Task details → Repeat word for word the line with "# Mark the region of the green book cover;" and every line after it until the records below run out.

(A run of records)
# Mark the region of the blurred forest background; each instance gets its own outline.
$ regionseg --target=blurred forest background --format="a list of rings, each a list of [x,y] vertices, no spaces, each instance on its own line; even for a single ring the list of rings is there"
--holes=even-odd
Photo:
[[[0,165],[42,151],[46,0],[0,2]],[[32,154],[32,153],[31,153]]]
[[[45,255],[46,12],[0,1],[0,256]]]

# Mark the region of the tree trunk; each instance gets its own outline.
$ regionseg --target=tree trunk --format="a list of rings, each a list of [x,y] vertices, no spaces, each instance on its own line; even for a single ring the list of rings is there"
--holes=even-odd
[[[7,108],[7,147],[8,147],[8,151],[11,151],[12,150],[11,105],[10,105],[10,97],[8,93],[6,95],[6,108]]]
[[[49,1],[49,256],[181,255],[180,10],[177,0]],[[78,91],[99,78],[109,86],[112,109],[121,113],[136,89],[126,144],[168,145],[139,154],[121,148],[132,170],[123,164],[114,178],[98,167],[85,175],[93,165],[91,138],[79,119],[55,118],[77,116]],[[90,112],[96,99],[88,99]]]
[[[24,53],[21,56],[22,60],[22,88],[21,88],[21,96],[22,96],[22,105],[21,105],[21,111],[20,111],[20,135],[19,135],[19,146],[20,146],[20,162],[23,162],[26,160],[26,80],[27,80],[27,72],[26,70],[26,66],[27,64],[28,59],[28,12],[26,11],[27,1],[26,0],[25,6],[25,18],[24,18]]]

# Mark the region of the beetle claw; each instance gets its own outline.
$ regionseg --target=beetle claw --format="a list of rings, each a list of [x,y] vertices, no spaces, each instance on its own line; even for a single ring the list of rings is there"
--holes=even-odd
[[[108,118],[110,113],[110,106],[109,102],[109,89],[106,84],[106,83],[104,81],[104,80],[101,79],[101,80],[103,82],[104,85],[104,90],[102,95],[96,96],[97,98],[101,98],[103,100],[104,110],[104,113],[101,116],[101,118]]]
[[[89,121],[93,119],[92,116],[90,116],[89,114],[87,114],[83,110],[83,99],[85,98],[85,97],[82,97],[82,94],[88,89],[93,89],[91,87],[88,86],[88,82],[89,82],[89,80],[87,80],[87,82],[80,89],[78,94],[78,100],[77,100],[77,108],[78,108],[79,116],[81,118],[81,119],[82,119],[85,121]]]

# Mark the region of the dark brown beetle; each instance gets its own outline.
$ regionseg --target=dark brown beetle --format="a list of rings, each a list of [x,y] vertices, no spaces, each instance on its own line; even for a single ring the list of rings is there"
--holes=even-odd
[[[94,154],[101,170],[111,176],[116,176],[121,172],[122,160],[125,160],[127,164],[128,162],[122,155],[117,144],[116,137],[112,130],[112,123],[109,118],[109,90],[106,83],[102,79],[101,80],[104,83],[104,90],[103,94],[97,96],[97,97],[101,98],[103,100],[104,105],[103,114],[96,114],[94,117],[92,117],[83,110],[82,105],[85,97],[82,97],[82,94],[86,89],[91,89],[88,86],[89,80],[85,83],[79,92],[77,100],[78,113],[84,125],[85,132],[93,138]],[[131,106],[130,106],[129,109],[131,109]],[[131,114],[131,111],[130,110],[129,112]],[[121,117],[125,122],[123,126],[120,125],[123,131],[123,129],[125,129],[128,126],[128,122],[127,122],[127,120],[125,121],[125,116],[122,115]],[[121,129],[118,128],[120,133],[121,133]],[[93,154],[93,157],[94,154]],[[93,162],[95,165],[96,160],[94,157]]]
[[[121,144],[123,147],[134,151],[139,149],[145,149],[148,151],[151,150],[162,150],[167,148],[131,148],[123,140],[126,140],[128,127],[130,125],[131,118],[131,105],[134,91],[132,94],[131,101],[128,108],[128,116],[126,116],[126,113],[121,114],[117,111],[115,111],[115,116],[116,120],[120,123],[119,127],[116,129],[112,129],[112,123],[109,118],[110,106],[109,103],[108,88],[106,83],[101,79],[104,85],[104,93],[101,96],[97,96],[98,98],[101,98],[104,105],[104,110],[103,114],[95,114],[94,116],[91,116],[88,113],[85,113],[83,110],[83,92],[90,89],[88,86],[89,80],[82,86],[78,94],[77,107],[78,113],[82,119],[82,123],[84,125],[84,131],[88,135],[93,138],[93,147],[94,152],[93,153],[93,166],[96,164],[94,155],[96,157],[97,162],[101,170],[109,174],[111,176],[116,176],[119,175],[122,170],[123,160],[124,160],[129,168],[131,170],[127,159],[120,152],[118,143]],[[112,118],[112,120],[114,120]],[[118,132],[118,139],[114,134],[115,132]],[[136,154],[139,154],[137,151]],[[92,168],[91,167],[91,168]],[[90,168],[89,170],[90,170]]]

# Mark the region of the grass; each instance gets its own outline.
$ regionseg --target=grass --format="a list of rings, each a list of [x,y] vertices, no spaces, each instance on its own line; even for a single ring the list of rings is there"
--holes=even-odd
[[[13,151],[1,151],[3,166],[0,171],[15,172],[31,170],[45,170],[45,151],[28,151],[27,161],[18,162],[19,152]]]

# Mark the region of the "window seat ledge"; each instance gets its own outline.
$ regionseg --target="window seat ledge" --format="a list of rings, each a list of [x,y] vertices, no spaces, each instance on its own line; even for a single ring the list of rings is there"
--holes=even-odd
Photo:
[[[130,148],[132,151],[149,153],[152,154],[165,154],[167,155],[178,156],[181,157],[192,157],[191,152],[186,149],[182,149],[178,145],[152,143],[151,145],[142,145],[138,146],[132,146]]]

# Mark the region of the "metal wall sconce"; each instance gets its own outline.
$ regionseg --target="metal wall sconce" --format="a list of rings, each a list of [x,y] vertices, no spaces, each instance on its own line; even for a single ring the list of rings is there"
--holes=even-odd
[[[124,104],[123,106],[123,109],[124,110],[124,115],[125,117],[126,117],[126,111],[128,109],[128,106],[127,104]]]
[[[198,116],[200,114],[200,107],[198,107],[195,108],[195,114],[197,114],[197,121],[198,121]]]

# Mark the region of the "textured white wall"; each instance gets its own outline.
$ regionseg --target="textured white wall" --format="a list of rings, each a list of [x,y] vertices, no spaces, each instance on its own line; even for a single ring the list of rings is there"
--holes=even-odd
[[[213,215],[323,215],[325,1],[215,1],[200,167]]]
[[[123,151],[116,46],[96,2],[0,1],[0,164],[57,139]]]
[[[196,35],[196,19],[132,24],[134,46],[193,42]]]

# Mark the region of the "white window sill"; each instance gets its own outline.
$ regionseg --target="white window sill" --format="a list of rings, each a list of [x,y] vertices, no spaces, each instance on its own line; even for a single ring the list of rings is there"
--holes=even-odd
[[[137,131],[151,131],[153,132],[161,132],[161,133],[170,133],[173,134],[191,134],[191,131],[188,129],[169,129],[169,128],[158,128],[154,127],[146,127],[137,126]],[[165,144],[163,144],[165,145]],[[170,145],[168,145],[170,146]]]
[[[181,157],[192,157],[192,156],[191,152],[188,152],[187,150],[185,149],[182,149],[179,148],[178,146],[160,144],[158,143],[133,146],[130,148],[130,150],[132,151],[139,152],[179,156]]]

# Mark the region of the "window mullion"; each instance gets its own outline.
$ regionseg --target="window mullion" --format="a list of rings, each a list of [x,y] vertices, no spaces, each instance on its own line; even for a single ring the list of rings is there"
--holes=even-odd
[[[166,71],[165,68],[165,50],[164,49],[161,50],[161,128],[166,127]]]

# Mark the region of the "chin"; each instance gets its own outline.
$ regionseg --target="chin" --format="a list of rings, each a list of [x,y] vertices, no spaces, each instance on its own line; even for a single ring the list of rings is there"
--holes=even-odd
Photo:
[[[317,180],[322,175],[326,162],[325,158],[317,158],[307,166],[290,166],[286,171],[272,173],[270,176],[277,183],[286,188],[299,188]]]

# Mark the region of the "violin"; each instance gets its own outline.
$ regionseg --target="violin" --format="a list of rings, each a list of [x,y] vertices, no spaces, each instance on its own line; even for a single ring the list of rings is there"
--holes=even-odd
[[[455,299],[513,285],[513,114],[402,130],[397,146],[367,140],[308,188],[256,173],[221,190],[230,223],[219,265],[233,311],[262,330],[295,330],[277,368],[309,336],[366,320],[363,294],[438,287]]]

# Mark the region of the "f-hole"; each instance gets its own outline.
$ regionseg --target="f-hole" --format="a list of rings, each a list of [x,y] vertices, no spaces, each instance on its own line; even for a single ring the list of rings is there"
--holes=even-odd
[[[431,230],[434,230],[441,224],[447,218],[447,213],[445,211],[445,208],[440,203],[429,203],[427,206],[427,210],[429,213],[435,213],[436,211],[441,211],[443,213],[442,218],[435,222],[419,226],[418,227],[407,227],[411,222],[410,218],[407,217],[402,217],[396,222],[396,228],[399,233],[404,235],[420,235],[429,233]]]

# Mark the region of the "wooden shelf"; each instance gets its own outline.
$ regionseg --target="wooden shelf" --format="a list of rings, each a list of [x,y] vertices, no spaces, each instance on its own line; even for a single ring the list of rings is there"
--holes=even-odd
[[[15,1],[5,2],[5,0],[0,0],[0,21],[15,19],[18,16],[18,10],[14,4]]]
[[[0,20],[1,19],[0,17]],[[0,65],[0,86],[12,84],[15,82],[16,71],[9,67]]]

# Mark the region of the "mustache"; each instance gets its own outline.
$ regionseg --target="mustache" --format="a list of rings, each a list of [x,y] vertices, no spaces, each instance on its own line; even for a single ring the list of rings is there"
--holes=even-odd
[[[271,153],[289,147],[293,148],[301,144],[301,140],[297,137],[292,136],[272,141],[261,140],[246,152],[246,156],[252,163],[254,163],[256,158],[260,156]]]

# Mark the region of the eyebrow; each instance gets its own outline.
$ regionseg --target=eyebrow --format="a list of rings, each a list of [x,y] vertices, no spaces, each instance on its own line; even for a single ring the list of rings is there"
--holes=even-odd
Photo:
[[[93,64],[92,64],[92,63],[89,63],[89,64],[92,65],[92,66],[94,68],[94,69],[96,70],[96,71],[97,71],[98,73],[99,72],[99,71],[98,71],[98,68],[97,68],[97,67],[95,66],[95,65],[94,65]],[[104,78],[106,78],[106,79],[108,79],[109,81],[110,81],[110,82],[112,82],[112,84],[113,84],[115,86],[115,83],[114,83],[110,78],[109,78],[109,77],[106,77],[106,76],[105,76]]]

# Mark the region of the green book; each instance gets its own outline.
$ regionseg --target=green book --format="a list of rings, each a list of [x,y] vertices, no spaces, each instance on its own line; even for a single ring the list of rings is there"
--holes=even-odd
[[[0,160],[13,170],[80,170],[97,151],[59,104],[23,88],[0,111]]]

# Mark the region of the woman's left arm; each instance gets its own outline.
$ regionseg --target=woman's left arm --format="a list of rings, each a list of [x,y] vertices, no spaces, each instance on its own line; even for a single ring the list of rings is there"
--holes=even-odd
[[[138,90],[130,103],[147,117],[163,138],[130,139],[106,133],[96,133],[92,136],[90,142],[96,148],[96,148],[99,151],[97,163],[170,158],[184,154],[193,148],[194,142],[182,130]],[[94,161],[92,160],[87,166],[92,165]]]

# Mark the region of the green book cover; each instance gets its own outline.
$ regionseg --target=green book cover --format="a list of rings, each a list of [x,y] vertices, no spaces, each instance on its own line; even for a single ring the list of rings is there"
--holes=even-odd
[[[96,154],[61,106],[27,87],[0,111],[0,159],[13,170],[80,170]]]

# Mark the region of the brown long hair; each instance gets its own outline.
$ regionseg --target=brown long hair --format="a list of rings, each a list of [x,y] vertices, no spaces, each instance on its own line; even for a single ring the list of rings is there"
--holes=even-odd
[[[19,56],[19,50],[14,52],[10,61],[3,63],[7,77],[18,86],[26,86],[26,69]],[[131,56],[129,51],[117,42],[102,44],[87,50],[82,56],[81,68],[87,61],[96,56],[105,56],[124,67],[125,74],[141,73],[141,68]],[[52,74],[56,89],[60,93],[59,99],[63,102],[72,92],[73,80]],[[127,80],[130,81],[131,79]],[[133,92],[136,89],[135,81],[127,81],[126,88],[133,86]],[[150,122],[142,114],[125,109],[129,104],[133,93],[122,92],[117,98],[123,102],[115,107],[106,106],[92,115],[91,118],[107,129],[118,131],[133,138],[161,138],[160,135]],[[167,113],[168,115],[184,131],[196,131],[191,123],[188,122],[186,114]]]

Response to this task →
# Mark the region of the green book cover; each instance gets its own outline.
$ regionseg --target=green book cover --format="a list of rings, each a list of [x,y] vertices, no spaces, each instance on its own line; even for a single ring the list of rings is there"
--holes=even-odd
[[[96,154],[61,106],[27,87],[0,111],[0,159],[13,170],[80,170]]]

# Mark the region of the brown long hair; each instance gets its own outline.
$ regionseg --target=brown long hair --format="a list of rings, each a list of [x,y] vertices, no spaces, each instance on its own line; even for a single ring the list of rings is there"
--holes=even-odd
[[[19,56],[19,50],[14,52],[10,61],[3,63],[7,77],[18,86],[26,86],[26,69]],[[131,56],[129,51],[117,42],[102,44],[87,50],[82,56],[81,68],[87,61],[96,56],[105,56],[124,67],[125,74],[141,73],[141,68]],[[52,74],[56,89],[60,93],[59,99],[63,102],[72,92],[73,80]],[[127,80],[130,81],[131,79]],[[133,92],[136,89],[135,81],[127,81],[126,88],[133,86]],[[150,122],[142,114],[125,109],[129,104],[133,93],[122,92],[117,98],[123,102],[115,107],[106,106],[92,115],[91,118],[107,129],[118,131],[133,138],[161,138],[160,135]],[[167,113],[168,115],[184,131],[196,131],[191,123],[188,122],[186,114]]]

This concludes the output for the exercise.